TUGAS TERTULIS:
(a) Pada tahun berapa serial yang dibahas dalam teks tentang Juvenile Justice dirilis?
(b) Ringkaslah teks tentang Juvenile Justice dalam dua kalimat.

Drama Korea Juvenile Justice garapan Netflix ini bukan sekadar tontonan ruang sidang biasa. Lebih dari itu, serial yang rilis pada 2022 ini adalah refleksi hukum, kritik sosial, sekaligus potret dilemanya hakim ketika berhadapan dengan perkara anak. Dengan alur yang menegangkan dan penuh emosi, drama ini memaksa kita bertanya: ketika anak melakukan kejahatan, apakah mereka layak dihukum seperti orang dewasa?
Sejak menit awal, Juvenile Justice langsung menghantam penonton dengan adegan sidang penuh tensi, tangis orang tua, hingga perdebatan hukum yang rumit. Dari situ, penonton langsung tahu bahwa drama ini tidak akan menyuguhkan sidang yang datar, melainkan pertarungan moral antara hukuman dan rehabilitasi.

DATA TERSIMPAN:
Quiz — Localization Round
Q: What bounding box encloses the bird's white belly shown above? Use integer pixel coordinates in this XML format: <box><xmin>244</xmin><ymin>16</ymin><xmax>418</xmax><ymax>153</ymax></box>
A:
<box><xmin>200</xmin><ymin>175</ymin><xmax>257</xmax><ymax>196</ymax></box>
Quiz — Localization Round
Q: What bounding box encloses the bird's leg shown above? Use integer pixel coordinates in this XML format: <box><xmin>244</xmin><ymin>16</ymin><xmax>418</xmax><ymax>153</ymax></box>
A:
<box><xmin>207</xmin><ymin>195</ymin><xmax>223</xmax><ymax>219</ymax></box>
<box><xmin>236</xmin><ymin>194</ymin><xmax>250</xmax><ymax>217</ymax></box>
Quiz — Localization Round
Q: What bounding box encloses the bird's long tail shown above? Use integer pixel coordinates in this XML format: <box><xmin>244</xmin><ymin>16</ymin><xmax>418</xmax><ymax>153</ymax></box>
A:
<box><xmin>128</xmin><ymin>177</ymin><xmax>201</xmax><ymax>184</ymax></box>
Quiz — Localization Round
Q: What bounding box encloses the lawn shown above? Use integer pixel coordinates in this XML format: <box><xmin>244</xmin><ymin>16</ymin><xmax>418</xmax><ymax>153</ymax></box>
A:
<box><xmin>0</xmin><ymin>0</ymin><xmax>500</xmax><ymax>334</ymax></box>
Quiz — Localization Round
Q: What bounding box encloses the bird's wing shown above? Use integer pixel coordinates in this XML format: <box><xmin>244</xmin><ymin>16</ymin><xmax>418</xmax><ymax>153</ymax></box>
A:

DAFTAR JAWABAN:
(a) Pada 2022.

(b) Juvenile Justice adalah drama Korea garapan Netflix yang rilis pada 2022. Drama ini menjadi refleksi hukum, kritik sosial, dan potret dilema hakim dalam perkara anak, dengan sidang penuh tensi sejak menit awal yang menghadirkan pertarungan moral antara hukuman dan rehabilitasi.